■ **Texto de leitura**:
<<<<
Sarney Filho pode acabar com a Cota de Reserva Ambiental

Entre a floresta e a agricultura, existe uma pedra no meio do caminho das Cotas de Reserva Ambiental

Depois de transformar o Fundo Amazônia em combustível para polícias de Comando & Controle, os ambientalistas do Governo seguem perseguindo os instrumentos econômicos de gestão ambiental. O Ministério do ½ Ambiente e o Serviço Florestal Brasileiro acabam de anunciar um edital para contratação de uma consultoria que pode esculhambar de vez com a Cota de Reserva Ambiental (CRA). Criada pelo novo Código Florestal, a CRA é o único mecanismo real de gestão econômica de proteção ambiental existente no ordenamento jurídico brasileiro, mas pode ser transformado em um monstrengo desfuncional.

A Cota de Reserva Ambiental é um instrumento criado para permitir que um produtor rural que tenha mais vegetação nativa do que o necessário ao seu imóvel possa alugar ou vender o excedente a um outro produtor que não tenha vegetação nativa suficiente. É um instrumento econômico de gestão ambiental baseado em um sistema de permissões negociáveis.

Se você quiser apender a teoria de um sistema de permissões negociáveis como instrumento econômico de gestão ambiental clique aqui, compre o livro e estude.

Imagine dois produtores rurais, João e Pedro. João tem uma propriedade de 1.000 ha em uma região onde a Reserva Legal é 20%, mas tem 30% de vegetação nativa em seu imóvel. João tem 100 ha sobrando em seu imóvel que podem ser desmatados legalmente. Já Pedro tem uma propriedade de 1.000 ha na mesma região e só tem 100 ha de vegetação nativa. Ou seja, João precisa de 100 ha. Uma das opões de João é destruir 100 hectares de sua área cultivada e replantar a vegetação nativa. O mecanismo da Cota permite que João compre ou alugue os 100 ha excedentes de Pedro. Dessa forma, João não precisará destruir 100 ha de cultivo e Pedro poderá ter alguma renda com seus 100 ha excedentes de vegetação nativa sem precisar desmatá-los.

As vantagens do sistema de permissões negociáveis como instrumento de gestão ambiental vão muito além dessa explicação simplória. Há vários outros aspectos ligados à eficiência na recuperação ambiental, mas não entrarei nesse tecnicismo aqui.
>>>>
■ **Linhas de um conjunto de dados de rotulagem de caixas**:
<<<<
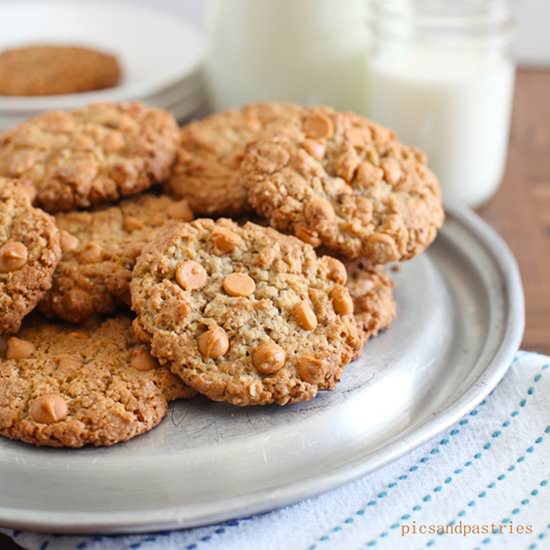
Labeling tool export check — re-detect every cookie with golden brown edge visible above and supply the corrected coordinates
[40,194,193,323]
[0,44,121,96]
[0,103,179,212]
[241,107,444,264]
[345,258,397,342]
[0,177,61,334]
[0,317,194,447]
[168,103,301,216]
[131,219,362,406]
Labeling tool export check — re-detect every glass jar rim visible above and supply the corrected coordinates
[368,0,514,34]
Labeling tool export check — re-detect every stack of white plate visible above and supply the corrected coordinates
[0,0,206,129]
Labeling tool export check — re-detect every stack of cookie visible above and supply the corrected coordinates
[0,104,443,447]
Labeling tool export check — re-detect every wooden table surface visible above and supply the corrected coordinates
[479,69,550,354]
[0,69,550,550]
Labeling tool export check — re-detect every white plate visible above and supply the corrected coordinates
[0,0,203,111]
[0,204,524,533]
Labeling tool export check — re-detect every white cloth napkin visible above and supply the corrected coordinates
[2,352,550,550]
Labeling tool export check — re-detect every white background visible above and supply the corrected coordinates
[0,0,550,65]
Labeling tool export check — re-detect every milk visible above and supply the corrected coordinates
[366,44,514,207]
[206,0,367,110]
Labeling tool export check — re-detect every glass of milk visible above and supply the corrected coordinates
[206,0,367,110]
[366,0,515,207]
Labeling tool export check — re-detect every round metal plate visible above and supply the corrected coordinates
[0,208,524,533]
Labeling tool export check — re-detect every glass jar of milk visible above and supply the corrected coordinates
[206,0,367,110]
[366,0,515,207]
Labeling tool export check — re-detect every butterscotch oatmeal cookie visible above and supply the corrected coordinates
[241,107,443,264]
[130,219,362,406]
[0,44,121,96]
[0,103,179,212]
[0,317,193,447]
[168,103,301,216]
[345,258,397,342]
[40,194,193,323]
[0,181,61,334]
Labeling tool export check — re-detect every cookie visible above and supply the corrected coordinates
[40,194,193,323]
[345,258,397,342]
[130,218,362,406]
[0,177,61,334]
[168,103,301,216]
[0,45,121,96]
[241,107,443,264]
[0,317,193,447]
[0,103,179,212]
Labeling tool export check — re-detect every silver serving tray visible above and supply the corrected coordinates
[0,208,524,533]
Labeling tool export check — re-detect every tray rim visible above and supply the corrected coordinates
[0,203,525,534]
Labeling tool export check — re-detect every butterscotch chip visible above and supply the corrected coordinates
>>>>
■ **Instruções**:
a – Com base no texto sobre a Cota de Reserva Ambiental, explique com que finalidade a CRA foi criada, em uma a três frases.
b – Transcreva dos registros as linhas que começam na que contém "Labeling tool export check — re-detect every glass jar rim" e terminam na que contém "[0,0,550,65]", incluindo as duas.
O texto e os registros provêm de fontes distintas.

■ **Resultados por tarefa**:
a – A Cota de Reserva Ambiental foi criada para permitir que um produtor rural com mais vegetação nativa do que o necessário em seu imóvel alugue ou venda o excedente a outro produtor que não tenha vegetação nativa suficiente. Trata-se, portanto, de um instrumento econômico de gestão ambiental baseado em um sistema de permissões negociáveis.

b –
Labeling tool export check — re-detect every glass jar rim visible above and supply the corrected coordinates
[368,0,514,34]
Labeling tool export check — re-detect every stack of white plate visible above and supply the corrected coordinates
[0,0,206,129]
Labeling tool export check — re-detect every stack of cookie visible above and supply the corrected coordinates
[0,104,443,447]
Labeling tool export check — re-detect every wooden table surface visible above and supply the corrected coordinates
[479,69,550,354]
[0,69,550,550]
Labeling tool export check — re-detect every white plate visible above and supply the corrected coordinates
[0,0,203,111]
[0,204,524,533]
Labeling tool export check — re-detect every white cloth napkin visible above and supply the corrected coordinates
[2,352,550,550]
Labeling tool export check — re-detect every white background visible above and supply the corrected coordinates
[0,0,550,65]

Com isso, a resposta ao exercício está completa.